### Source text
+ + + + +

A network is defined as a group (2 or more) of systems such as Windows desktop and server platforms that connect together for the purpose of sharing resources. Typical resources include printers, storage devices and folders that include files and other data that users may wish to use. Networks are used to give centralized access (secure access) to networked resources and generally, the entire network (whether it be a home based office, or a corporation’s infrastructure) all connect up to the biggest shared resource in use today – the World Wide Web.
# 5: Initial Configuration
The first problem that comes to mind is glitches that occur when configuring your network, your systems and resources for use. There are many components to a typical network and as size and use grows, so do its complexities and the possibility for problems to arise. With the rise in telecommuting over the past 10 years, and the growth of this market in terms of hardware and software offerings, there are many people setting up systems and networking them together without any formal education on the topics or systems, networking and security.

+ + + + +

### Data records
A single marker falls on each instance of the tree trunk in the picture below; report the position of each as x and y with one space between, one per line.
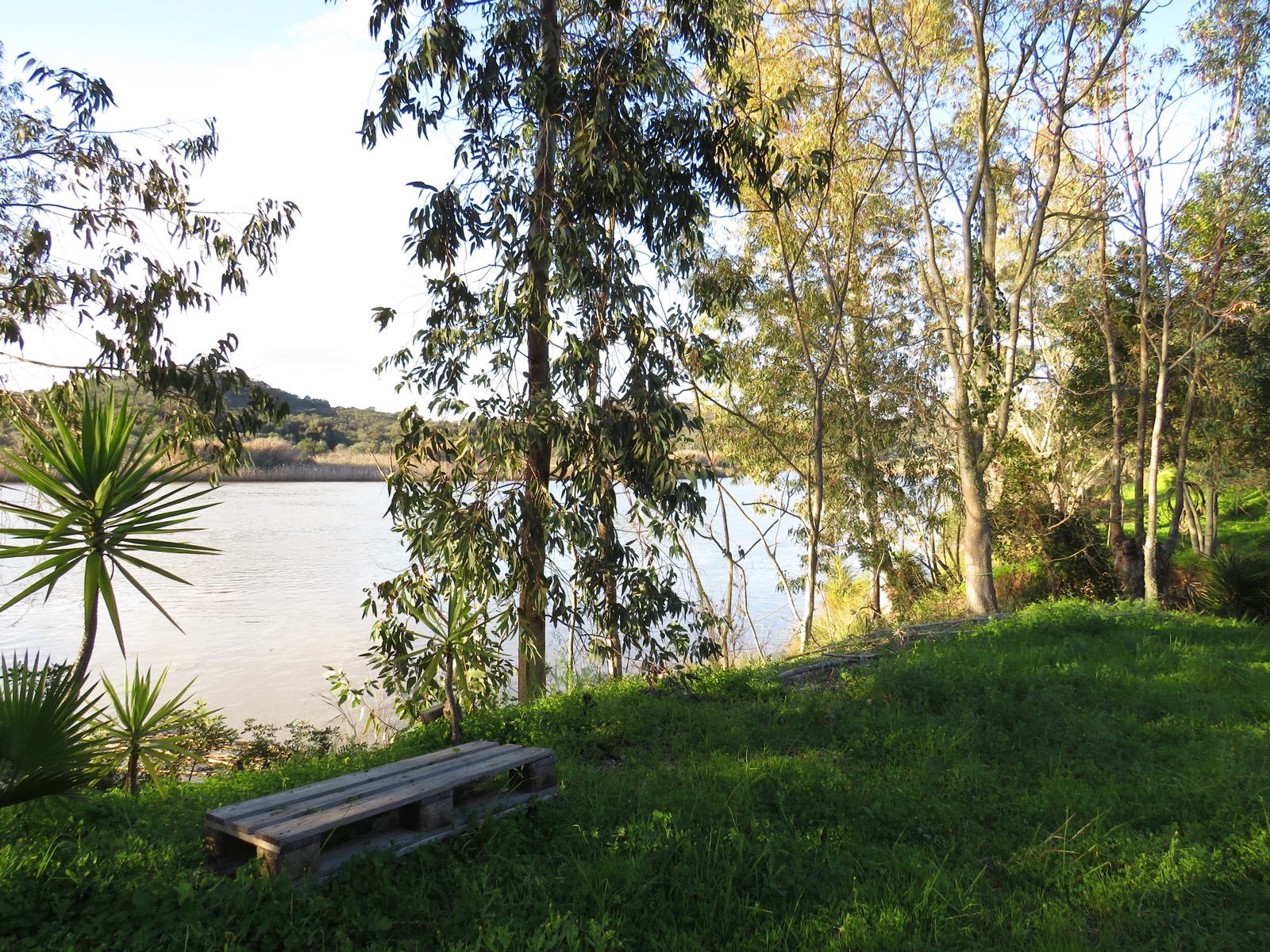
1149 551
981 594
1193 524
1175 522
814 509
1210 513
86 653
531 670
454 712
606 535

+ + + + +

### What is expected
Copy out the entire networking text word for word, keeping every character unchanged. The lines are separate material and have no connection to the networking text.

### The response
A network is defined as a group (2 or more) of systems such as Windows desktop and server platforms that connect together for the purpose of sharing resources. Typical resources include printers, storage devices and folders that include files and other data that users may wish to use. Networks are used to give centralized access (secure access) to networked resources and generally, the entire network (whether it be a home based office, or a corporation’s infrastructure) all connect up to the biggest shared resource in use today – the World Wide Web.
# 5: Initial Configuration
The first problem that comes to mind is glitches that occur when configuring your network, your systems and resources for use. There are many components to a typical network and as size and use grows, so do its complexities and the possibility for problems to arise. With the rise in telecommuting over the past 10 years, and the growth of this market in terms of hardware and software offerings, there are many people setting up systems and networking them together without any formal education on the topics or systems, networking and security.